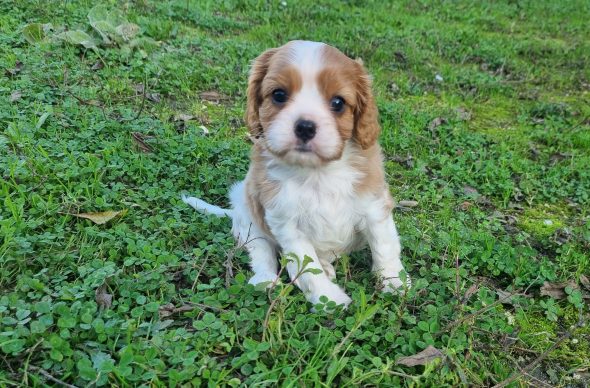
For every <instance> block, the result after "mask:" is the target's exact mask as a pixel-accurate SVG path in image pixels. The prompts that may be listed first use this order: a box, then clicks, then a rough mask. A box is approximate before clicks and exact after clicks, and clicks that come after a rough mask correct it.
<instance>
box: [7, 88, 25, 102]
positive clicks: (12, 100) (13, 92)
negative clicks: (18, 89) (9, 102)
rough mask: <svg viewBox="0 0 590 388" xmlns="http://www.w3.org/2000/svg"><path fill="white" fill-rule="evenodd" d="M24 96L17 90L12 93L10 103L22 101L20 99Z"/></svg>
mask: <svg viewBox="0 0 590 388" xmlns="http://www.w3.org/2000/svg"><path fill="white" fill-rule="evenodd" d="M22 96H23V94H22V93H21V91H20V90H15V91H14V92H12V93H11V94H10V102H15V101H18V100H20V98H21V97H22Z"/></svg>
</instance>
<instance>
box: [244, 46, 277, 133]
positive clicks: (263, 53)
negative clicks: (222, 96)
mask: <svg viewBox="0 0 590 388" xmlns="http://www.w3.org/2000/svg"><path fill="white" fill-rule="evenodd" d="M276 51H277V49H270V50H266V51H265V52H263V53H262V54H260V56H259V57H258V58H256V59H255V60H254V63H253V65H252V69H251V70H250V77H249V78H248V92H247V98H248V102H247V104H248V106H247V108H246V115H245V119H246V124H247V125H248V130H249V131H250V135H251V136H252V137H254V138H256V137H258V136H259V135H260V134H261V133H262V126H261V125H260V118H259V114H258V111H259V109H260V104H261V103H262V94H261V91H260V89H261V87H262V80H263V79H264V76H265V75H266V72H267V70H268V66H269V63H270V59H271V58H272V56H273V55H274V53H275V52H276Z"/></svg>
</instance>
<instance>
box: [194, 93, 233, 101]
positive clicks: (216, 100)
mask: <svg viewBox="0 0 590 388" xmlns="http://www.w3.org/2000/svg"><path fill="white" fill-rule="evenodd" d="M199 97H201V100H205V101H211V102H219V101H225V100H229V97H228V96H226V95H223V94H221V93H218V92H216V91H214V90H212V91H209V92H203V93H201V94H199Z"/></svg>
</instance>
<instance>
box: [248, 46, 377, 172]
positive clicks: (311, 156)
mask: <svg viewBox="0 0 590 388" xmlns="http://www.w3.org/2000/svg"><path fill="white" fill-rule="evenodd" d="M246 121H247V124H248V128H249V130H250V133H251V135H252V136H254V137H256V138H261V139H262V141H263V144H264V146H265V147H266V148H267V149H268V151H270V152H271V153H272V154H273V155H275V157H278V158H280V159H282V160H284V161H285V162H287V163H289V164H294V165H301V166H311V167H313V166H320V165H322V164H324V163H327V162H330V161H333V160H337V159H340V157H341V156H342V152H343V150H344V145H345V143H346V142H347V141H348V140H350V139H353V140H354V141H355V142H356V143H357V144H358V145H359V146H360V147H362V148H363V149H366V148H369V147H371V146H372V145H373V144H375V142H376V141H377V137H378V136H379V131H380V128H379V123H378V114H377V108H376V106H375V102H374V100H373V95H372V92H371V81H370V78H369V76H368V75H367V72H366V71H365V69H364V67H363V65H362V64H361V63H359V62H357V61H354V60H352V59H350V58H348V57H347V56H346V55H344V54H343V53H342V52H340V51H339V50H337V49H335V48H334V47H331V46H328V45H326V44H323V43H315V42H306V41H293V42H289V43H287V44H286V45H284V46H282V47H279V48H274V49H270V50H268V51H266V52H264V53H263V54H262V55H260V56H259V57H258V58H256V60H255V61H254V65H253V67H252V71H251V73H250V78H249V83H248V107H247V111H246Z"/></svg>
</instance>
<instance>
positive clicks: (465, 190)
mask: <svg viewBox="0 0 590 388" xmlns="http://www.w3.org/2000/svg"><path fill="white" fill-rule="evenodd" d="M463 192H464V193H465V195H471V196H474V197H477V196H479V191H477V189H476V188H475V187H471V186H469V185H465V186H463Z"/></svg>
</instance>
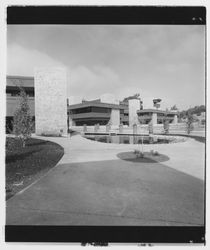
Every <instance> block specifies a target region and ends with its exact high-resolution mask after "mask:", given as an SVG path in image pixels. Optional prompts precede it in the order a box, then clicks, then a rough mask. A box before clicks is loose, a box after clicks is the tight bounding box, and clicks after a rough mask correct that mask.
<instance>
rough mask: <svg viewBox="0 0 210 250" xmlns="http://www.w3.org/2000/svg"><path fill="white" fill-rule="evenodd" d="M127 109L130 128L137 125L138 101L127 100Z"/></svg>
mask: <svg viewBox="0 0 210 250" xmlns="http://www.w3.org/2000/svg"><path fill="white" fill-rule="evenodd" d="M128 109H129V126H130V127H132V126H133V125H134V124H139V121H138V115H137V110H140V100H139V99H131V100H128Z"/></svg>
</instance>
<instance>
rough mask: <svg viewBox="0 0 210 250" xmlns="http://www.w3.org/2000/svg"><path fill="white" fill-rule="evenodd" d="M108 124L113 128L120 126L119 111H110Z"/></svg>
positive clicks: (115, 109) (116, 109) (119, 112)
mask: <svg viewBox="0 0 210 250" xmlns="http://www.w3.org/2000/svg"><path fill="white" fill-rule="evenodd" d="M110 123H111V125H113V126H119V125H120V110H119V109H112V110H111V117H110Z"/></svg>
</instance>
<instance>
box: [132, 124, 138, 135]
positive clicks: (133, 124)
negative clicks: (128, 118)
mask: <svg viewBox="0 0 210 250" xmlns="http://www.w3.org/2000/svg"><path fill="white" fill-rule="evenodd" d="M133 134H137V125H136V124H133Z"/></svg>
———
Return exactly, and only, the lines above starting at the line that contains "box: [7, 88, 25, 102]" and ending at the line that contains "positive clicks: (263, 53)".

# Solution
box: [7, 88, 25, 102]
positive clicks: (12, 100) (13, 92)
negative clicks: (18, 89) (9, 102)
rough mask: <svg viewBox="0 0 590 388" xmlns="http://www.w3.org/2000/svg"><path fill="white" fill-rule="evenodd" d="M24 96L17 90L12 93L10 103L22 101L20 99Z"/></svg>
mask: <svg viewBox="0 0 590 388" xmlns="http://www.w3.org/2000/svg"><path fill="white" fill-rule="evenodd" d="M22 96H23V94H22V93H21V91H20V90H15V91H14V92H12V93H11V94H10V102H15V101H18V100H20V98H21V97H22Z"/></svg>
</instance>
<instance>
box: [244, 46, 277, 133]
positive clicks: (263, 53)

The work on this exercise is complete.